§ **Problem**
Copy every row below verbatim, omitting the pictures.
##### Entries shown
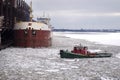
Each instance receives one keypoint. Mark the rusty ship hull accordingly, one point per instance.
(32, 34)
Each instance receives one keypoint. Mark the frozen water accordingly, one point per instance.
(103, 38)
(46, 64)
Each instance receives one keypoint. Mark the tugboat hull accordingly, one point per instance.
(66, 54)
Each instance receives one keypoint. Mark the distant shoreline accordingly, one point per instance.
(86, 30)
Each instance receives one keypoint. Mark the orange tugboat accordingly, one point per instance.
(82, 52)
(33, 34)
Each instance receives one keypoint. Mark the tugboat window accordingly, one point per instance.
(33, 32)
(25, 32)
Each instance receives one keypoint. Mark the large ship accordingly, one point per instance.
(33, 33)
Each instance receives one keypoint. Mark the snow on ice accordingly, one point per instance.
(46, 64)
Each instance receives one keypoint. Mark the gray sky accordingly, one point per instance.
(77, 14)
##########
§ **Written solution**
Each instance receives one keypoint. Mark the rusty ship hull accordingly, one point per instance.
(32, 34)
Each instance receives one keypoint. Mark the frozen water accordingly, one point per instance.
(103, 38)
(46, 64)
Each instance receives one keypoint. Mark the tugboat hull accordingly, one point per instance.
(66, 54)
Each instance receives one keypoint. Mark the distant shoreline accordingly, one point per instance.
(86, 30)
Each instance receives one keypoint. Mark the orange tugboat accordingly, one point per instance.
(82, 52)
(33, 34)
Each instance receives one keypoint. Mark the tugboat window accordingly, one point per instance.
(33, 32)
(25, 32)
Each instance receives one keypoint. Mark the large ship accordingly, one point per instance.
(33, 33)
Each instance receives one keypoint. Mark the snow on ice accordingly, one point per instance.
(46, 64)
Each instance receives one keypoint. Mark the gray sky accordingly, one point per instance.
(77, 14)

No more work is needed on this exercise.